From Frenchmen to Acadians: The Development of an Acadian Identity
Animated Book 2
From the middle of the 17th century, many French families settled in Acadie. Through the years and with common experiences, their descendants became Acadians and built the historical Acadie. Today, the Acadian identity has been enriched by the contributions of other Francophone groups (for example from Québec, Europe, Africa or Asia) and of non-Francophones whose descendants became Acadians. That is why in today's Acadie there are many Acadians who have names like Beattie, Cool, Ferguson, Finn, Kenny, McGraw, Nowlan, McLaughlin, Williams or Young.
Explain, by using the information that can be found in the History section, how the descendants of the French families who arrived in Acadie in the middle of the 17th century have come to consider themselves Acadians.
With the other students from your class, use Didapages to create an animated book presenting your hypothesis.

(Excerpt from a dataset)
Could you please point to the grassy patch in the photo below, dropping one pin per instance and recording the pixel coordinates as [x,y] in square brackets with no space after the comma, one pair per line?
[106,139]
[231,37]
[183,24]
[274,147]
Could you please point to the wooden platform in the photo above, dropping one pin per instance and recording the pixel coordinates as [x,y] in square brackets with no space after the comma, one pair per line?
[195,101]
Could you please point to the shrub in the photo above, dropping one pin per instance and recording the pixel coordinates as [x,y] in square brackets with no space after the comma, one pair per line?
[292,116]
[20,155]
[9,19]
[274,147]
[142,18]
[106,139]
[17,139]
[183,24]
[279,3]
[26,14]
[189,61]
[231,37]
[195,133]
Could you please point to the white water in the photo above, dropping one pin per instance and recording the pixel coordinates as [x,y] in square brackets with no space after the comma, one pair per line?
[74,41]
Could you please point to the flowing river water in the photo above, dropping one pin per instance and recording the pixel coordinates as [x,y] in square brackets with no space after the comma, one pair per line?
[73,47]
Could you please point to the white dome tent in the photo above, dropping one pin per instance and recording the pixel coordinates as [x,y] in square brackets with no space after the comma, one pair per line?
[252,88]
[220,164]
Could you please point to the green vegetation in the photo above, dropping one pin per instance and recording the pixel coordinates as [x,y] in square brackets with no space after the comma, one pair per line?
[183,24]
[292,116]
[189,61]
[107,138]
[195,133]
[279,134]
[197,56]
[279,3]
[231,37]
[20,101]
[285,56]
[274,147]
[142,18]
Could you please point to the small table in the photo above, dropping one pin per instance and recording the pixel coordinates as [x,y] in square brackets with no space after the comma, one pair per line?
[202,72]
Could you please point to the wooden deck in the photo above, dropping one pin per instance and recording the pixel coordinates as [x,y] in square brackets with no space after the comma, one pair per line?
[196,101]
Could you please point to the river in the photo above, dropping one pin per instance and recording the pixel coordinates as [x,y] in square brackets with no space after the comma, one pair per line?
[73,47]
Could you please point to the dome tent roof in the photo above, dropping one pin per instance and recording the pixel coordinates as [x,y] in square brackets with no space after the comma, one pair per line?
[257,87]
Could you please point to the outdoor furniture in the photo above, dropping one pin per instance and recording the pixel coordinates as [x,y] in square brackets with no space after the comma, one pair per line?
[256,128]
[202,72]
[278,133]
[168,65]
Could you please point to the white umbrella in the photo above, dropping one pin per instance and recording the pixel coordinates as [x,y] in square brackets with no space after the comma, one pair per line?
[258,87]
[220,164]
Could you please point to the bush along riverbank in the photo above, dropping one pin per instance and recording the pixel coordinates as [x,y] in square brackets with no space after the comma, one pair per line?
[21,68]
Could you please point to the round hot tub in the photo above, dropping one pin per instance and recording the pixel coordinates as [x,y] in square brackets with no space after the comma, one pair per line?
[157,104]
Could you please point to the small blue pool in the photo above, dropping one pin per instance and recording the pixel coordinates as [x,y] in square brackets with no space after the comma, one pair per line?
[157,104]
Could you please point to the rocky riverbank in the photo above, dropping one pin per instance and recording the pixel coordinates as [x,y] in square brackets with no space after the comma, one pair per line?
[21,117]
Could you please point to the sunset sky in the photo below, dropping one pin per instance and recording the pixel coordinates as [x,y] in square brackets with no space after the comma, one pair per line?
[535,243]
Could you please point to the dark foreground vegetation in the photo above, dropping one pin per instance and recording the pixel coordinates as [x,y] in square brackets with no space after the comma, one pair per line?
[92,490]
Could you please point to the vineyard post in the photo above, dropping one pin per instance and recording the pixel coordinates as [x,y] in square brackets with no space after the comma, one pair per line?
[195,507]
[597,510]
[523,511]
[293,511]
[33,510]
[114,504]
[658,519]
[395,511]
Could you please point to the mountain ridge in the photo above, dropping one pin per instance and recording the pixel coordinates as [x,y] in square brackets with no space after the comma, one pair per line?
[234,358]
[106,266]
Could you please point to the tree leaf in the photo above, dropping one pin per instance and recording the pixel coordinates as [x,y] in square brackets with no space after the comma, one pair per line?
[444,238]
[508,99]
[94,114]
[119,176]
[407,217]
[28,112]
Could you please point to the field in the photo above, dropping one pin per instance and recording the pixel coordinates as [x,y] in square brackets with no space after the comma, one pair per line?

• [Problems to solve]
1. Rewrite the text on Acadian identity from "From Frenchmen to" to "consider themselves Acadians.", swapping "Acadie" for "Acadia".
2. Gather every line of the listing that contains the word "dark".
The text on Acadian identity and the listing are separate pieces of material with no connection between them.

• [Solutions by task]
1.
From Frenchmen to Acadians: The Development of an Acadian Identity
Animated Book 2
From the middle of the 17th century, many French families settled in Acadia. Through the years and with common experiences, their descendants became Acadians and built the historical Acadia. Today, the Acadian identity has been enriched by the contributions of other Francophone groups (for example from Québec, Europe, Africa or Asia) and of non-Francophones whose descendants became Acadians. That is why in today's Acadia there are many Acadians who have names like Beattie, Cool, Ferguson, Finn, Kenny, McGraw, Nowlan, McLaughlin, Williams or Young.
Explain, by using the information that can be found in the History section, how the descendants of the French families who arrived in Acadia in the middle of the 17th century have come to consider themselves Acadians.

2.
Could you please point to the dark foreground vegetation in the photo above, dropping one pin per instance and recording the pixel coordinates as [x,y] in square brackets with no space after the comma, one pair per line?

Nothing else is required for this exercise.